* _WHAT IS REQUIRED_: Format the lines of the data below as a JSON list of strings, with one string for each line and blank lines omitted. Leave the pictures out of your answer.

* _EXERCISE INPUTS_:
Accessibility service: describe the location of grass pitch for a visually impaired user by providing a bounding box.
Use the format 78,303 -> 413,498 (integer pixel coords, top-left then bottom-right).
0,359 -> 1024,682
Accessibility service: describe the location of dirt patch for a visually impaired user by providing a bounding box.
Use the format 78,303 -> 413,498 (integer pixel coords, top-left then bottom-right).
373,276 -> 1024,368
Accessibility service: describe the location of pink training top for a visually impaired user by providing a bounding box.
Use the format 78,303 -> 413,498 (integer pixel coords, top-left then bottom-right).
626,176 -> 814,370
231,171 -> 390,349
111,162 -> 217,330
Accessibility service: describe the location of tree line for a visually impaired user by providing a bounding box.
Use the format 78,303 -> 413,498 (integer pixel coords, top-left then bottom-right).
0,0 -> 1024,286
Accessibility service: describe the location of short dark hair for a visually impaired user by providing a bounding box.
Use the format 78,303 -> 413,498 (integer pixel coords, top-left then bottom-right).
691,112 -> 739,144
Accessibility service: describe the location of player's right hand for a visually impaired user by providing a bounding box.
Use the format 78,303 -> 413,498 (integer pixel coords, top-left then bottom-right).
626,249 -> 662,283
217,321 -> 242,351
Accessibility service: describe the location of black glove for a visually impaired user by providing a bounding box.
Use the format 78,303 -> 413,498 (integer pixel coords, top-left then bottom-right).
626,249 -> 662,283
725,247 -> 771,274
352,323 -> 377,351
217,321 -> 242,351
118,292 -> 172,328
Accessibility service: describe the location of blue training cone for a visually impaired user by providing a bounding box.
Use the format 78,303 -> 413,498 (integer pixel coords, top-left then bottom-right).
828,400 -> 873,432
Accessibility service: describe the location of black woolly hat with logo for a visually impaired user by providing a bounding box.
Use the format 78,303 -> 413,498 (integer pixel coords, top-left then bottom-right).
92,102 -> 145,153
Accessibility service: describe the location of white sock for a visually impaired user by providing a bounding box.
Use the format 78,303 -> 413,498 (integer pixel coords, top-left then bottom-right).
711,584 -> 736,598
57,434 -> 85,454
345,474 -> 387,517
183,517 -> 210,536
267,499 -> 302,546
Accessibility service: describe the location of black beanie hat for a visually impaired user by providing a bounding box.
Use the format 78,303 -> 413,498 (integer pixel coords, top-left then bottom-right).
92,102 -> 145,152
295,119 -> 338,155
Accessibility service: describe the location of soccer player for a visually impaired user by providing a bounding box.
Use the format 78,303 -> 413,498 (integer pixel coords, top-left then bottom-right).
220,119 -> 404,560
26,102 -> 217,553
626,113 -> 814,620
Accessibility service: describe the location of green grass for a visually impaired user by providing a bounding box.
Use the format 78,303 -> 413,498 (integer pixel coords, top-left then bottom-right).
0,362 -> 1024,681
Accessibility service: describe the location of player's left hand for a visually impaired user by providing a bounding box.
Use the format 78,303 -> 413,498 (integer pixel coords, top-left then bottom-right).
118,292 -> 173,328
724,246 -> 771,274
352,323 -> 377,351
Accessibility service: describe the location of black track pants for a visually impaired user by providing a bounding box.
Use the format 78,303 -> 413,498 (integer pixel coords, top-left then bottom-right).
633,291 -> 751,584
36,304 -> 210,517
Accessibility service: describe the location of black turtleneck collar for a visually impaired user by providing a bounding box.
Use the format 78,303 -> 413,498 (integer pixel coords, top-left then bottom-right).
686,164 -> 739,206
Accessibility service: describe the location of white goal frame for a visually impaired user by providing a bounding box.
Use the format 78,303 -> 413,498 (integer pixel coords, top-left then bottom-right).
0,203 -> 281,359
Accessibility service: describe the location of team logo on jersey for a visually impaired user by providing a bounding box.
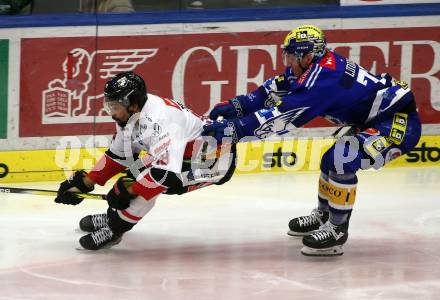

* _OUTPUT OF THE EXERCISE_:
[
  "Accessibility service: describe the location of grass pitch for a visually impaired user by providing a bounding box.",
  "Use the format 78,303 -> 413,498 (integer pixel coords, top-left then bottom-right).",
  "0,359 -> 1024,682",
  "Accessibility service: describe the location of dirt patch for a visually impaired user by providing a bounding box.",
  "Use the format 78,303 -> 413,498 (integer pixel coords, top-left then bottom-right).",
  "373,276 -> 1024,368",
  "Accessibility service: describe the location of pink training top for a visually impaired user by providing a bounding box.",
  "Use the format 78,303 -> 413,498 (integer pixel coords, top-left then bottom-right).",
  "626,176 -> 814,370",
  "231,171 -> 390,349",
  "111,162 -> 217,330",
  "Accessibility service: describe the location of tree line for a visually impaired user by providing a bounding box.",
  "Use the format 78,303 -> 413,498 (integer pixel coords, top-left then bottom-right).",
  "0,0 -> 1024,286",
  "Accessibility service: describe the location of short dark hair for a visually impaired user by providing a bounding box.",
  "Use the format 78,303 -> 413,498 (integer pixel coords, top-left then bottom-right).",
  "691,112 -> 739,144",
  "Accessibility service: describe the location of player's right hand for a visually impaired user by providing a bounding box.",
  "Use the format 78,303 -> 413,498 (integer pixel coords, top-left then bottom-right).",
  "626,249 -> 662,283",
  "217,321 -> 242,351",
  "Accessibility service: describe the location of black glove for a visually impaired user by providing a bounding box.",
  "Use the format 78,303 -> 413,498 (integer pixel coords, top-left then bottom-right).",
  "626,249 -> 662,283",
  "725,247 -> 771,274",
  "352,323 -> 377,351",
  "217,321 -> 242,351",
  "118,292 -> 172,328",
  "Accessibility service: describe the location of blue training cone for a visually impaired user by providing a bounding box.",
  "Use the format 78,303 -> 413,498 (integer pixel coords, top-left then bottom-right).",
  "828,400 -> 873,432",
  "Accessibility service: describe the location of black woolly hat with logo for a visually impaired user by providing a bounding box.",
  "Use the format 78,303 -> 413,498 (integer pixel coords, top-left then bottom-right).",
  "92,102 -> 145,153",
  "Accessibility service: describe the location of white sock for a visually impaired user by providing a bounding box.",
  "Use the format 78,303 -> 413,498 (integer pixel coords, top-left then bottom-right).",
  "711,584 -> 736,598",
  "57,434 -> 85,454",
  "345,474 -> 387,517",
  "183,517 -> 210,536",
  "267,499 -> 302,546",
  "Accessibility service: describe the location of black beanie hat for a visually impaired user by providing a bounding box.",
  "Use the format 78,303 -> 413,498 (integer pixel coords, top-left then bottom-right).",
  "92,102 -> 145,152",
  "295,119 -> 338,155",
  "Accessibility service: describe the location of soccer player for a visually impaired user by providing a bounding box.",
  "Use the format 78,303 -> 413,498 (integer pixel coords, top-left then bottom-right).",
  "220,119 -> 404,560",
  "26,102 -> 217,553",
  "626,113 -> 814,620",
  "Accessibility service: describe the location of green grass for a visually impaired user by providing a bounding box.",
  "Use the format 78,303 -> 413,498 (integer pixel coords, top-left then bottom-right).",
  "0,362 -> 1024,681",
  "Accessibility service: describe the location of player's left hand for a visually impaired user by providing a bounding box.",
  "Use the format 78,303 -> 413,498 (integer pixel coords, top-left then bottom-right).",
  "118,292 -> 173,328",
  "724,246 -> 771,274",
  "352,323 -> 377,351",
  "Accessibility service: describe the location of black track pants for a visually impaired user by providing a bounding box.",
  "Use the format 78,303 -> 413,498 (integer pixel coords, top-left then bottom-right).",
  "633,291 -> 751,584",
  "36,304 -> 210,517",
  "Accessibility service: describe the location of black turtleneck collar for a visually impaired user by providing a bounding box.",
  "Use the format 78,303 -> 413,498 (integer pixel coords, top-left then bottom-right).",
  "686,164 -> 739,206",
  "Accessibility service: describe the location of white goal frame for a visually impaired user by providing a bounding box.",
  "Use the format 78,303 -> 413,498 (integer pixel coords, top-left then bottom-right).",
  "0,203 -> 281,359",
  "Accessibility service: describe the location of team logo on jersey for a visually impaired user by providing a bounding box."
]